● **Try it**: Reproduce the full set of records that follow, exactly as shown.

### Information shown ###

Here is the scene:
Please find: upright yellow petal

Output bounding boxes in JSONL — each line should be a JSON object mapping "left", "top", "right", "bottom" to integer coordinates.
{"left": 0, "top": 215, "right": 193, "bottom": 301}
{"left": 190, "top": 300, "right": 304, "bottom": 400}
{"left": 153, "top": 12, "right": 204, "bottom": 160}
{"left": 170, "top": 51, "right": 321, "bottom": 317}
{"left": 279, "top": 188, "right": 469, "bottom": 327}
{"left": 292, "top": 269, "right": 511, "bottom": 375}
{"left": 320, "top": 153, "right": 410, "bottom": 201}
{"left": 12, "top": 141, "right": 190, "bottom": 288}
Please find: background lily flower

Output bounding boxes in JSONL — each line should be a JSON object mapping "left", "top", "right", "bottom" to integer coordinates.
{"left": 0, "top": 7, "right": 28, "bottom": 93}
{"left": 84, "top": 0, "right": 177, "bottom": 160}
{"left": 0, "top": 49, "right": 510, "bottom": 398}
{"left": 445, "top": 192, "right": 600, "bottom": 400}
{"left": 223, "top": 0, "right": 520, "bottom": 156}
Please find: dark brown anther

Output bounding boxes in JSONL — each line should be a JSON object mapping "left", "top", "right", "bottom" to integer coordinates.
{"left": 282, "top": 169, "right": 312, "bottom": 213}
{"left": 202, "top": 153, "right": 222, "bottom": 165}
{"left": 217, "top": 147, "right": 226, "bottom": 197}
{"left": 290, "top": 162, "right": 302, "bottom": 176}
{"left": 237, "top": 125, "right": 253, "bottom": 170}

###

● **Reply to the exercise**:
Here is the scene:
Please find: upright yellow petal

Output bounding boxes in JSONL — each line should be a JSON object mapping "left", "top", "right", "bottom" to integer coordinates.
{"left": 0, "top": 215, "right": 193, "bottom": 301}
{"left": 190, "top": 300, "right": 304, "bottom": 400}
{"left": 153, "top": 12, "right": 204, "bottom": 160}
{"left": 170, "top": 51, "right": 321, "bottom": 317}
{"left": 279, "top": 188, "right": 469, "bottom": 327}
{"left": 292, "top": 269, "right": 511, "bottom": 375}
{"left": 320, "top": 153, "right": 410, "bottom": 201}
{"left": 12, "top": 141, "right": 190, "bottom": 288}
Please find: background lily flower

Output bounding boxes in JSONL — each line should be a JSON object mapping "left", "top", "right", "bottom" to integer coordinates.
{"left": 0, "top": 7, "right": 28, "bottom": 93}
{"left": 84, "top": 0, "right": 177, "bottom": 160}
{"left": 0, "top": 49, "right": 510, "bottom": 398}
{"left": 445, "top": 192, "right": 600, "bottom": 400}
{"left": 223, "top": 0, "right": 520, "bottom": 156}
Please find: dark brown anther

Output bounding boxes in JSONL — each line should be a JSON object mapping "left", "top", "right", "bottom" to integer coordinates.
{"left": 282, "top": 169, "right": 312, "bottom": 213}
{"left": 202, "top": 153, "right": 222, "bottom": 165}
{"left": 217, "top": 147, "right": 226, "bottom": 197}
{"left": 290, "top": 162, "right": 302, "bottom": 176}
{"left": 237, "top": 125, "right": 253, "bottom": 170}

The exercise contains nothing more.